### PROBLEM DESCRIPTION
Render every line of the records below as a Markdown table with two columns, Row and Line, numbering the rows in order and skipping any blank lines.

(Data items)
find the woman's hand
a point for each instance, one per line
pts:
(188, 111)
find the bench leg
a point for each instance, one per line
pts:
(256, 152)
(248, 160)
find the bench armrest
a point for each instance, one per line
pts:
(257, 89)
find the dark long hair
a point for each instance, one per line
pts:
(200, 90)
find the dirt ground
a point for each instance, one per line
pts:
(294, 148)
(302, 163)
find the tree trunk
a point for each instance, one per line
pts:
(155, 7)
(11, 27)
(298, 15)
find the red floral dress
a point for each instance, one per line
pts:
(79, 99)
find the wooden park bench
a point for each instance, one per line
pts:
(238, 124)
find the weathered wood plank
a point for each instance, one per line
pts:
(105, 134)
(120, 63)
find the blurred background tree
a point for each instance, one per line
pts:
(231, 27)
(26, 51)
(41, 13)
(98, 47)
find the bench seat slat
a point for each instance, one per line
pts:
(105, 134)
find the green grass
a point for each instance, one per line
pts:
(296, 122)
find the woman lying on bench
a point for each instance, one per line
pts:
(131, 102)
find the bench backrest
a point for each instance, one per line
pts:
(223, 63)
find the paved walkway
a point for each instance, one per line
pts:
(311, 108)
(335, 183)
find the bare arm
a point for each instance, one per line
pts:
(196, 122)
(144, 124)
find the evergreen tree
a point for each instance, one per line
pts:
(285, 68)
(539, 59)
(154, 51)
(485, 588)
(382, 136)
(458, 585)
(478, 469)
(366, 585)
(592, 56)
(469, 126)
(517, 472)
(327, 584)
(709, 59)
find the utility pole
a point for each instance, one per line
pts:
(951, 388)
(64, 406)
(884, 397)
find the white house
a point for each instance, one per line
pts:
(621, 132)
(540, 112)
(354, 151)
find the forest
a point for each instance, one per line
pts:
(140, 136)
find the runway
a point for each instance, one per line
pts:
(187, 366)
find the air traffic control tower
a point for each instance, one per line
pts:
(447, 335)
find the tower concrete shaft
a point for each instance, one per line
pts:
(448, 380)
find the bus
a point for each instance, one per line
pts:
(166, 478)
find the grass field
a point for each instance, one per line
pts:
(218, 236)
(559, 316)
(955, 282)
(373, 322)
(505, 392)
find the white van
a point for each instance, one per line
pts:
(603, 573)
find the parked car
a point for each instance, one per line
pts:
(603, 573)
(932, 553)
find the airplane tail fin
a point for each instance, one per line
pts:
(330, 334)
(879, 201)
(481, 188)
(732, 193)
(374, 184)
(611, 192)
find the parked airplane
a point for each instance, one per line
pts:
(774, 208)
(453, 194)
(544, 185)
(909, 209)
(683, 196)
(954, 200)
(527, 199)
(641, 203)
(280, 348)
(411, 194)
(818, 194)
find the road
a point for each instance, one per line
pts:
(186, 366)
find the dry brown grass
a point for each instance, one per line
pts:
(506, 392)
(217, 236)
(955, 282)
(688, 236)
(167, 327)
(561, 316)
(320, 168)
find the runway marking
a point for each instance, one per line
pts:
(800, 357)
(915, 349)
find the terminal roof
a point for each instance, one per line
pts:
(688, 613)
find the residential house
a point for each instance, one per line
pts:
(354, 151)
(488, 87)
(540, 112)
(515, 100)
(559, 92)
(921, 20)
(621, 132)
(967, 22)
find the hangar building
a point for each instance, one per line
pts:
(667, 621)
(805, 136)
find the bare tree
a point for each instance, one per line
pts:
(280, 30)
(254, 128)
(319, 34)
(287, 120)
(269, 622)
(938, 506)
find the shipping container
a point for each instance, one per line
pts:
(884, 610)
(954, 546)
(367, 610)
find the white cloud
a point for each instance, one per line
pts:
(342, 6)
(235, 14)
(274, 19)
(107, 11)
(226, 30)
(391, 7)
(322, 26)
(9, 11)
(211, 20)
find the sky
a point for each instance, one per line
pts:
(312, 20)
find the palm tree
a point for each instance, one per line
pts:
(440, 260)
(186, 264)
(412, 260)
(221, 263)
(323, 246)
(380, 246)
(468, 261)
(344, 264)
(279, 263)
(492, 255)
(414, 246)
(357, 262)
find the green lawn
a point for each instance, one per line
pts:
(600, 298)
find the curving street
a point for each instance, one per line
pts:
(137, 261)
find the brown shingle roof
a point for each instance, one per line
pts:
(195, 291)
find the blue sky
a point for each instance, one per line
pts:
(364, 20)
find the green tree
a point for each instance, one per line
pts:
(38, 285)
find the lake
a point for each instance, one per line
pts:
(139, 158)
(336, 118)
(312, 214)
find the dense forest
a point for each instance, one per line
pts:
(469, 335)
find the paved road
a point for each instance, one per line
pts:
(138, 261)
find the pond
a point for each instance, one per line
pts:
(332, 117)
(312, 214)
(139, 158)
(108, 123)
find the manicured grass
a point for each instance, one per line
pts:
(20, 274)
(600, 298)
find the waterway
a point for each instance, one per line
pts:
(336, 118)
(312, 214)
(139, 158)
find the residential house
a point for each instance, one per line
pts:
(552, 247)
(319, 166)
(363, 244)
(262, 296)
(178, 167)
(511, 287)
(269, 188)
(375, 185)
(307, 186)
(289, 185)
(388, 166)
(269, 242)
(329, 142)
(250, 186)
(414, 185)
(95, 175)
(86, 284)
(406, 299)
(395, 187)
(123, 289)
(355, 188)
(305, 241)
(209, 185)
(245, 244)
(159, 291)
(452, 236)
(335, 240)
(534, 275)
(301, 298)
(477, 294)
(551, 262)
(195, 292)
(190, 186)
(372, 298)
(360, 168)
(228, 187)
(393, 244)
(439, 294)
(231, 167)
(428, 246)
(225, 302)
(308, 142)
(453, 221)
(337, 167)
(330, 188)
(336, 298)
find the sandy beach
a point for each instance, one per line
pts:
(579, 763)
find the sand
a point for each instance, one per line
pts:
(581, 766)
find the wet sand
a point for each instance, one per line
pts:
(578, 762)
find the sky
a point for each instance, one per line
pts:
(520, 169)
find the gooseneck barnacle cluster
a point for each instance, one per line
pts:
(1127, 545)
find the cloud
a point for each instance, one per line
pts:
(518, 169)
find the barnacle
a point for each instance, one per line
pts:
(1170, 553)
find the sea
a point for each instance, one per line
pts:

### RESPONSE FOR THIS EXERCISE
| Row | Line |
|---|---|
| 1 | find the woman's hand |
| 2 | a point for each instance, one per line |
| 3 | pts: |
| 4 | (188, 111) |
| 5 | find the bench leg |
| 6 | a point for each instance, one per line |
| 7 | pts: |
| 8 | (256, 152) |
| 9 | (248, 160) |
| 10 | find the bench armrest |
| 11 | a point for each instance, one per line |
| 12 | pts: |
| 13 | (257, 89) |
| 14 | find the dark long hair |
| 15 | a point for each instance, one per line |
| 16 | pts: |
| 17 | (200, 90) |
| 18 | find the dirt ground |
| 19 | a point for each instance, one per line |
| 20 | pts: |
| 21 | (294, 148) |
| 22 | (302, 163) |
| 23 | find the tree trunk |
| 24 | a point for each instance, one per line |
| 25 | pts: |
| 26 | (155, 7) |
| 27 | (11, 27) |
| 28 | (298, 15) |
| 29 | find the red floral dress |
| 30 | a point for each instance, one per line |
| 31 | pts: |
| 32 | (79, 99) |
| 33 | find the wooden park bench |
| 34 | a point for each instance, one per line |
| 35 | pts: |
| 36 | (238, 124) |
| 37 | find the weathered wood plank |
| 38 | a point for each instance, one per line |
| 39 | pts: |
| 40 | (105, 134) |
| 41 | (120, 63) |
| 42 | find the blurred background tree |
| 43 | a point for each instance, one per line |
| 44 | pts: |
| 45 | (231, 27) |
| 46 | (26, 51) |
| 47 | (41, 13) |
| 48 | (98, 47) |
| 49 | find the bench seat slat |
| 50 | a point for each instance, one per line |
| 51 | pts: |
| 52 | (105, 134) |
| 53 | find the green grass |
| 54 | a point for each instance, one per line |
| 55 | pts: |
| 56 | (296, 122) |
| 57 | find the woman lying on bench |
| 58 | a point for each instance, one per line |
| 59 | pts: |
| 60 | (131, 102) |
| 61 | find the bench backrest |
| 62 | a point for each instance, one per line |
| 63 | pts: |
| 64 | (223, 63) |
| 65 | find the paved walkway |
| 66 | a point for each instance, one per line |
| 67 | pts: |
| 68 | (311, 108) |
| 69 | (335, 183) |
| 70 | find the bare arm |
| 71 | a point for each instance, one per line |
| 72 | pts: |
| 73 | (196, 122) |
| 74 | (144, 124) |
| 75 | find the evergreen tree |
| 76 | a point for each instance, one per line |
| 77 | pts: |
| 78 | (285, 68) |
| 79 | (539, 59) |
| 80 | (154, 51) |
| 81 | (485, 588) |
| 82 | (382, 136) |
| 83 | (458, 585) |
| 84 | (478, 469) |
| 85 | (366, 585) |
| 86 | (592, 56) |
| 87 | (469, 126) |
| 88 | (517, 472) |
| 89 | (327, 584) |
| 90 | (709, 59) |
| 91 | find the utility pole |
| 92 | a point for each instance, one per line |
| 93 | pts: |
| 94 | (951, 388) |
| 95 | (64, 406) |
| 96 | (884, 397) |
| 97 | find the white house |
| 98 | a point for each instance, one per line |
| 99 | pts: |
| 100 | (621, 132) |
| 101 | (540, 112) |
| 102 | (354, 151) |
| 103 | find the forest |
| 104 | a point for each instance, one per line |
| 105 | pts: |
| 106 | (140, 136) |
| 107 | find the runway |
| 108 | a point for each instance, one per line |
| 109 | pts: |
| 110 | (187, 366) |
| 111 | find the air traffic control tower |
| 112 | a point for each instance, one per line |
| 113 | pts: |
| 114 | (447, 335) |
| 115 | find the tower concrete shaft |
| 116 | a point for each instance, one per line |
| 117 | pts: |
| 118 | (448, 380) |
| 119 | find the bus |
| 120 | a point for each instance, one per line |
| 121 | pts: |
| 122 | (166, 478) |
| 123 | find the grass field |
| 124 | a point for each instance, one per line |
| 125 | pts: |
| 126 | (218, 236) |
| 127 | (559, 316) |
| 128 | (955, 282) |
| 129 | (373, 322) |
| 130 | (505, 392) |
| 131 | find the white van |
| 132 | a point for each instance, one per line |
| 133 | pts: |
| 134 | (603, 573) |
| 135 | find the parked car |
| 136 | a point for each instance, one per line |
| 137 | pts: |
| 138 | (603, 573) |
| 139 | (932, 553) |
| 140 | find the airplane tail fin |
| 141 | a point for each instance, one per line |
| 142 | pts: |
| 143 | (330, 334) |
| 144 | (879, 201) |
| 145 | (481, 188) |
| 146 | (732, 193) |
| 147 | (374, 184) |
| 148 | (611, 192) |
| 149 | find the parked airplane |
| 150 | a point for each instance, one per line |
| 151 | pts: |
| 152 | (774, 208) |
| 153 | (453, 194) |
| 154 | (544, 185) |
| 155 | (909, 209) |
| 156 | (683, 196) |
| 157 | (954, 200) |
| 158 | (527, 199) |
| 159 | (641, 203) |
| 160 | (280, 348) |
| 161 | (411, 194) |
| 162 | (818, 194) |
| 163 | find the road |
| 164 | a point for each instance, one per line |
| 165 | pts: |
| 166 | (186, 366) |
| 167 | find the dry brown grass |
| 168 | a point for each instance, one per line |
| 169 | pts: |
| 170 | (506, 392) |
| 171 | (217, 236) |
| 172 | (955, 282) |
| 173 | (688, 236) |
| 174 | (167, 327) |
| 175 | (561, 316) |
| 176 | (320, 168) |
| 177 | find the runway marking |
| 178 | a point for each instance, one per line |
| 179 | pts: |
| 180 | (800, 357) |
| 181 | (915, 349) |
| 182 | find the terminal roof |
| 183 | a point for each instance, one per line |
| 184 | pts: |
| 185 | (688, 613) |
| 186 | find the residential house |
| 187 | a point for each instance, one per line |
| 188 | pts: |
| 189 | (354, 151) |
| 190 | (488, 87) |
| 191 | (540, 112) |
| 192 | (515, 100) |
| 193 | (559, 92) |
| 194 | (921, 20) |
| 195 | (621, 132) |
| 196 | (967, 22) |
| 197 | find the hangar building |
| 198 | a point for each instance, one per line |
| 199 | pts: |
| 200 | (667, 621) |
| 201 | (805, 136) |
| 202 | find the bare tree |
| 203 | a point for each instance, one per line |
| 204 | pts: |
| 205 | (280, 30) |
| 206 | (254, 128) |
| 207 | (319, 34) |
| 208 | (287, 120) |
| 209 | (269, 622) |
| 210 | (938, 506) |
| 211 | find the shipping container |
| 212 | a point for each instance, one per line |
| 213 | pts: |
| 214 | (884, 610) |
| 215 | (954, 546) |
| 216 | (367, 610) |
| 217 | find the white cloud |
| 218 | a point for each instance, one per line |
| 219 | pts: |
| 220 | (342, 6) |
| 221 | (235, 14) |
| 222 | (274, 19) |
| 223 | (107, 11) |
| 224 | (226, 30) |
| 225 | (391, 7) |
| 226 | (322, 26) |
| 227 | (9, 11) |
| 228 | (211, 20) |
| 229 | find the sky |
| 230 | a point for each instance, one per line |
| 231 | pts: |
| 232 | (312, 20) |
| 233 | find the palm tree |
| 234 | a point for each instance, one per line |
| 235 | pts: |
| 236 | (440, 260) |
| 237 | (186, 264) |
| 238 | (412, 260) |
| 239 | (221, 263) |
| 240 | (323, 246) |
| 241 | (380, 246) |
| 242 | (468, 261) |
| 243 | (344, 264) |
| 244 | (279, 263) |
| 245 | (492, 255) |
| 246 | (414, 246) |
| 247 | (357, 262) |
| 248 | find the green lawn |
| 249 | a point for each instance, one per line |
| 250 | pts: |
| 251 | (600, 298) |
| 252 | find the curving street |
| 253 | a point for each instance, one per line |
| 254 | pts: |
| 255 | (137, 261) |
| 256 | find the brown shingle roof |
| 257 | a point for each instance, one per line |
| 258 | pts: |
| 259 | (195, 291) |
| 260 | find the blue sky |
| 261 | a point for each instance, one per line |
| 262 | pts: |
| 263 | (364, 20) |
| 264 | find the green tree |
| 265 | a point for each instance, one per line |
| 266 | pts: |
| 267 | (38, 285) |
| 268 | find the lake |
| 269 | a point for each instance, one per line |
| 270 | pts: |
| 271 | (139, 158) |
| 272 | (336, 118) |
| 273 | (312, 214) |
| 274 | find the dense forest |
| 275 | a point for each instance, one per line |
| 276 | pts: |
| 277 | (469, 335) |
| 278 | find the paved road |
| 279 | a point for each instance, one per line |
| 280 | pts: |
| 281 | (138, 261) |
| 282 | find the pond |
| 283 | a point for each instance, one per line |
| 284 | pts: |
| 285 | (332, 117) |
| 286 | (312, 214) |
| 287 | (139, 158) |
| 288 | (108, 123) |
| 289 | find the manicured grass |
| 290 | a point for each instance, one per line |
| 291 | pts: |
| 292 | (20, 274) |
| 293 | (600, 298) |
| 294 | find the waterway |
| 295 | a point for each instance, one per line |
| 296 | pts: |
| 297 | (336, 118) |
| 298 | (312, 214) |
| 299 | (139, 158) |
| 300 | find the residential house |
| 301 | a point for each instance, one per line |
| 302 | pts: |
| 303 | (552, 247) |
| 304 | (319, 166) |
| 305 | (363, 244) |
| 306 | (262, 296) |
| 307 | (178, 167) |
| 308 | (511, 287) |
| 309 | (269, 188) |
| 310 | (375, 185) |
| 311 | (307, 186) |
| 312 | (289, 185) |
| 313 | (388, 166) |
| 314 | (269, 242) |
| 315 | (329, 142) |
| 316 | (250, 186) |
| 317 | (414, 185) |
| 318 | (95, 175) |
| 319 | (86, 284) |
| 320 | (406, 299) |
| 321 | (395, 187) |
| 322 | (123, 289) |
| 323 | (355, 188) |
| 324 | (305, 241) |
| 325 | (209, 185) |
| 326 | (245, 244) |
| 327 | (159, 291) |
| 328 | (452, 236) |
| 329 | (335, 240) |
| 330 | (534, 275) |
| 331 | (301, 298) |
| 332 | (477, 294) |
| 333 | (551, 262) |
| 334 | (195, 292) |
| 335 | (190, 186) |
| 336 | (372, 298) |
| 337 | (360, 168) |
| 338 | (228, 187) |
| 339 | (393, 244) |
| 340 | (439, 294) |
| 341 | (231, 167) |
| 342 | (428, 246) |
| 343 | (225, 302) |
| 344 | (308, 142) |
| 345 | (453, 221) |
| 346 | (337, 167) |
| 347 | (330, 188) |
| 348 | (336, 298) |
| 349 | find the sandy beach |
| 350 | a point for each instance, one per line |
| 351 | pts: |
| 352 | (579, 763) |
| 353 | find the sand |
| 354 | a point for each instance, one per line |
| 355 | pts: |
| 356 | (581, 766) |
| 357 | find the wet sand |
| 358 | a point for each instance, one per line |
| 359 | pts: |
| 360 | (578, 762) |
| 361 | find the sky |
| 362 | a point for each instance, one per line |
| 363 | pts: |
| 364 | (520, 169) |
| 365 | find the gooseneck barnacle cluster |
| 366 | a point for each instance, one per line |
| 367 | pts: |
| 368 | (1127, 545) |
| 369 | find the cloud |
| 370 | a point for each instance, one per line |
| 371 | pts: |
| 372 | (518, 169) |
| 373 | find the barnacle |
| 374 | a point for each instance, one per line |
| 375 | pts: |
| 376 | (1170, 553) |
| 377 | find the sea |
| 378 | a point for each instance, one per line |
| 379 | pts: |